AIM OF THE EXERCISE: Every line below must be reproduced exactly; no pictures are to be included.

EXTRACTED RECORDS:
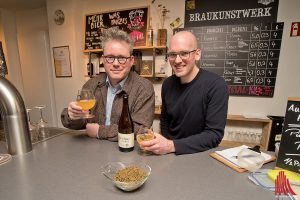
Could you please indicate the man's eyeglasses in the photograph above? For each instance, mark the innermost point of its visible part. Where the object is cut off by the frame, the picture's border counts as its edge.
(182, 54)
(111, 59)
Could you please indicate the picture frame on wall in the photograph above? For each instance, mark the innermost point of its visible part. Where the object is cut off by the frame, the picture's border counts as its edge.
(62, 63)
(147, 68)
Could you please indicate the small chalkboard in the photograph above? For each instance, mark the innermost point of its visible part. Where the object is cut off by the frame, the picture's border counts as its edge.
(132, 21)
(289, 151)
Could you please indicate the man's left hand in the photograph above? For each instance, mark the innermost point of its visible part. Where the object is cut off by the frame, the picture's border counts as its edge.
(159, 145)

EXERCISE RESULT:
Could you please indicate the man's eyeglasses in the photograph above? For each instance, mark the innermost point of its visible part. Where the object is cut off by the frame, the picture's border counts as its edge.
(182, 54)
(111, 59)
Could you please indicate the picture frame on wall in the photograph above? For each instance, mark the innermost point of its visible part. Where the object is cut off by the frame, the picture's border counts as its edge.
(62, 63)
(147, 68)
Could you please indicate the small chalkboard in the photograph above? For each instance, mark the innermost point of its visible part. Where the object is cut off by the frame, the picture's border counts as its edge.
(132, 21)
(289, 151)
Could you please indicate the man's left hand in the photograph above? For each instance, mark the innermost point of its visible part. Where the object is cut off by the frame, the picture's border counts as its edge.
(159, 145)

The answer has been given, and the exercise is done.